- Goal of the exercise
Wherever a picture appears, skip it and retype the rest of the data exactly.

- Entries provided
__________

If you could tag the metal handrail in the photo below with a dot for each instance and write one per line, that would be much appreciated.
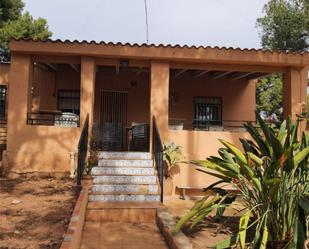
(158, 155)
(82, 150)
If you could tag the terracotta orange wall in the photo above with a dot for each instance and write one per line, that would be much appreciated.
(4, 74)
(47, 84)
(238, 98)
(138, 97)
(33, 148)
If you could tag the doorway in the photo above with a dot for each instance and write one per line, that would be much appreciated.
(113, 120)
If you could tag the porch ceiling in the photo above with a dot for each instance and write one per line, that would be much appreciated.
(216, 74)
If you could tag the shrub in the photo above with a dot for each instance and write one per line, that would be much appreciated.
(272, 177)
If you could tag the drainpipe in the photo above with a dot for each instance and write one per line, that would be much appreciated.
(72, 164)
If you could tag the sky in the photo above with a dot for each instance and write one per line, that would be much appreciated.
(230, 23)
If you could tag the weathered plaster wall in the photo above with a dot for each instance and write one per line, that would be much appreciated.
(33, 148)
(4, 73)
(238, 98)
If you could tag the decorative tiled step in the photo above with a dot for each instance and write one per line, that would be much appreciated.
(125, 179)
(121, 171)
(126, 189)
(125, 163)
(124, 155)
(123, 197)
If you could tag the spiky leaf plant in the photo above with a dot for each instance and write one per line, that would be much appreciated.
(271, 174)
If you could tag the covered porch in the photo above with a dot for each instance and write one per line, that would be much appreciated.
(196, 95)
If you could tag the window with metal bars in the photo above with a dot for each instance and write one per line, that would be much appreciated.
(69, 101)
(207, 112)
(3, 92)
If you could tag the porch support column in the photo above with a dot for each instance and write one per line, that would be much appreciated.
(87, 88)
(159, 92)
(19, 94)
(295, 93)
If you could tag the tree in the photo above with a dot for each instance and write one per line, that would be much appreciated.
(284, 27)
(15, 25)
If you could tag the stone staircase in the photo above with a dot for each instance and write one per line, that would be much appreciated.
(124, 176)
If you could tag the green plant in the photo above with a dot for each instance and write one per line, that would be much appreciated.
(95, 146)
(172, 154)
(272, 176)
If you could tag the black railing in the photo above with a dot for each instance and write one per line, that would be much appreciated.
(207, 125)
(158, 155)
(62, 119)
(82, 151)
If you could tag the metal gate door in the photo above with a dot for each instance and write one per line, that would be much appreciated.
(113, 120)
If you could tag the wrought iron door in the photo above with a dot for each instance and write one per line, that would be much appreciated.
(113, 120)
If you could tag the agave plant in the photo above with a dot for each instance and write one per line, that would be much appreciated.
(172, 154)
(271, 174)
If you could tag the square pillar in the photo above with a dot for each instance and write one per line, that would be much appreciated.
(159, 94)
(19, 93)
(295, 93)
(87, 88)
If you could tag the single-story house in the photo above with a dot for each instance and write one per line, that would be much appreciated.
(197, 95)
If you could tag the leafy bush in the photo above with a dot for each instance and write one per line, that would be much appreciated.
(172, 154)
(272, 177)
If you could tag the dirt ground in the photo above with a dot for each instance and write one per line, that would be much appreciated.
(209, 232)
(35, 212)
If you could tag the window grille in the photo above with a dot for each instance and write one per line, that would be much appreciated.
(69, 101)
(3, 92)
(207, 112)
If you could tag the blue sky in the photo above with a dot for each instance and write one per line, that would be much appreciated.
(196, 22)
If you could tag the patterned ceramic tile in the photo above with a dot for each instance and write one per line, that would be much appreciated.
(121, 171)
(126, 163)
(125, 179)
(124, 198)
(151, 188)
(124, 155)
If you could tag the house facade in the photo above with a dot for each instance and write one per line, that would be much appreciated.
(197, 95)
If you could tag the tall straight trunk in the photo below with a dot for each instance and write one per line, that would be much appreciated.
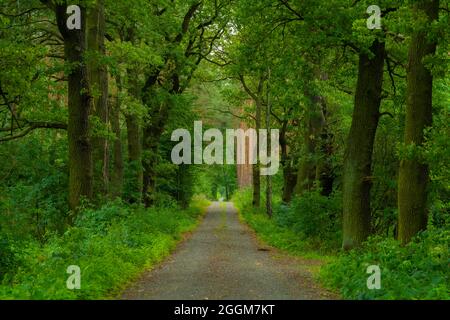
(413, 173)
(152, 135)
(98, 77)
(268, 177)
(117, 172)
(79, 105)
(307, 166)
(358, 154)
(134, 145)
(256, 169)
(244, 171)
(289, 173)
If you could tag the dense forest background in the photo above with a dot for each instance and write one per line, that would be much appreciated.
(86, 117)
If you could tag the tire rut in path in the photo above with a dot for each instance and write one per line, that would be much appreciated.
(222, 260)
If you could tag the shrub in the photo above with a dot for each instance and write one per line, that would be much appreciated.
(112, 245)
(312, 215)
(418, 270)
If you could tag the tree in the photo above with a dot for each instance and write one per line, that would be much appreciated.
(79, 105)
(358, 155)
(413, 174)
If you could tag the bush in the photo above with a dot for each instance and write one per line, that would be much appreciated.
(111, 245)
(312, 215)
(416, 271)
(284, 230)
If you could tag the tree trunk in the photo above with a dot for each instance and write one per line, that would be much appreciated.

__________

- Output of the exercise
If you could tag the metal handrail in the photo below with a dot for each instance and write one per line, that would be much appreciated.
(158, 155)
(82, 150)
If you could tag the terracotta orange wall in the photo above with a dot for each instance and write one per line, that would be much appreciated.
(4, 74)
(47, 84)
(238, 98)
(138, 97)
(33, 148)
If you could tag the doorway in the photo above with a dot for each instance and write one per line, that would be much appreciated.
(113, 120)
If you could tag the porch ceiling in the photo above with a dot for each instance and write one per line, that would be much appreciated.
(216, 74)
If you could tag the shrub in the photo above with a dot for each instance and write one per line, that would be much appreciated.
(272, 177)
If you could tag the drainpipe in the photo above with a dot for each instance and write one per line, that would be much appreciated.
(72, 164)
If you could tag the sky in the photo above with a dot for each instance and write one per line, that would be much appreciated.
(230, 23)
If you could tag the weathered plaster wall in the photo above with a dot for each instance and write one per line, that would be much appreciated.
(33, 148)
(4, 73)
(238, 98)
If you could tag the decorative tiled step in the photo above with a dot for each instance and write one per line, that would be much appreciated.
(125, 179)
(121, 171)
(126, 189)
(125, 163)
(124, 155)
(123, 197)
If you could tag the spiky leaf plant in the photo above with a dot for each instance and write one per line, that would be much appreciated.
(271, 174)
If you could tag the covered porch in the photo above with a dot for each instance and write one per line, that would be much appreciated.
(196, 95)
If you could tag the window with metal bars in the photo above with a dot for each instance and write one per line, that would be much appreciated.
(69, 101)
(207, 112)
(3, 92)
If you could tag the porch support column in the photo above with a dot for each instance and write one per line, that would be much appreciated.
(87, 88)
(159, 92)
(19, 94)
(295, 93)
If you could tag the tree in the photo above with a dot for each instance and write one per line, that would be much appreciated.
(284, 27)
(15, 25)
If you could tag the stone staircase in the photo above with a dot for each instance and write one per line, that would be much appreciated.
(124, 176)
If you could tag the green plant in the photo above with a dot for each instance and write one per line, that would be much appreciated.
(95, 146)
(172, 154)
(272, 176)
If you could tag the black railing in the photo above with a dot for each instance and write one per line, that would be much appreciated.
(207, 125)
(158, 155)
(62, 119)
(82, 151)
If you could tag the metal gate door in the photo above with a dot for each instance and write one per line, that would be much appreciated.
(113, 120)
If you could tag the wrought iron door in the photo above with a dot for each instance and write one per line, that would be much appreciated.
(113, 120)
If you could tag the agave plant in the photo above with a dot for each instance and write one per line, that would be much appreciated.
(172, 154)
(271, 174)
If you could tag the square pillar in the photo above with a dot for each instance and write one per line, that would be much appreciated.
(159, 94)
(19, 93)
(295, 93)
(87, 88)
If you could tag the single-story house in the photo above with a dot for each instance and write one per line, that would be much appreciated.
(197, 95)
If you could tag the leafy bush in the photo above with a dot for each instance and write one per line, that would be much appreciated.
(172, 154)
(272, 177)
If you could tag the dirt ground in the photo above with a dot for each instance and write one per line, that would be much appreciated.
(209, 232)
(35, 212)
If you could tag the window grille in the photo above with a dot for each instance and write one per line, that would be much appreciated.
(69, 101)
(3, 92)
(207, 112)
If you could tag the blue sky in the photo above with a dot for each instance and write one per line, that would be much appreciated.
(196, 22)
If you could tag the patterned ceramic tile in the photo above with a dot for each instance and write one per line, that would be much appreciated.
(121, 171)
(126, 163)
(125, 179)
(124, 198)
(151, 188)
(124, 155)
If you could tag the house facade in the photo above with a dot for each instance and write one per line, that would be much appreciated.
(197, 95)
If you could tag the tall straight trunk in the photo below with a dot for each instance and write one per line, that would be much appreciated.
(413, 173)
(152, 135)
(98, 77)
(268, 177)
(117, 172)
(79, 105)
(307, 166)
(358, 154)
(134, 145)
(256, 169)
(244, 171)
(289, 173)
If you could tag the dense forest background in the photo above with a dot for each instance and write one per line, that would be much appreciated.
(86, 117)
If you could tag the tire rut in path in the photo above with a dot for each instance and write one per line, that would be much appreciated.
(222, 260)
If you could tag the shrub in the photo above with a dot for each instance and write one per line, that would be much appreciated.
(112, 245)
(312, 215)
(418, 270)
If you could tag the tree in the photo above with a dot for each instance and write one per line, that would be much appreciated.
(79, 105)
(358, 155)
(413, 174)
If you could tag the bush in the photo above with a dot for each instance and write one per line, that would be much appreciated.
(111, 245)
(312, 215)
(416, 271)
(284, 230)
If you could tag the tree trunk in the photo above with a dot for each instance and write one per line, that would be much appreciated.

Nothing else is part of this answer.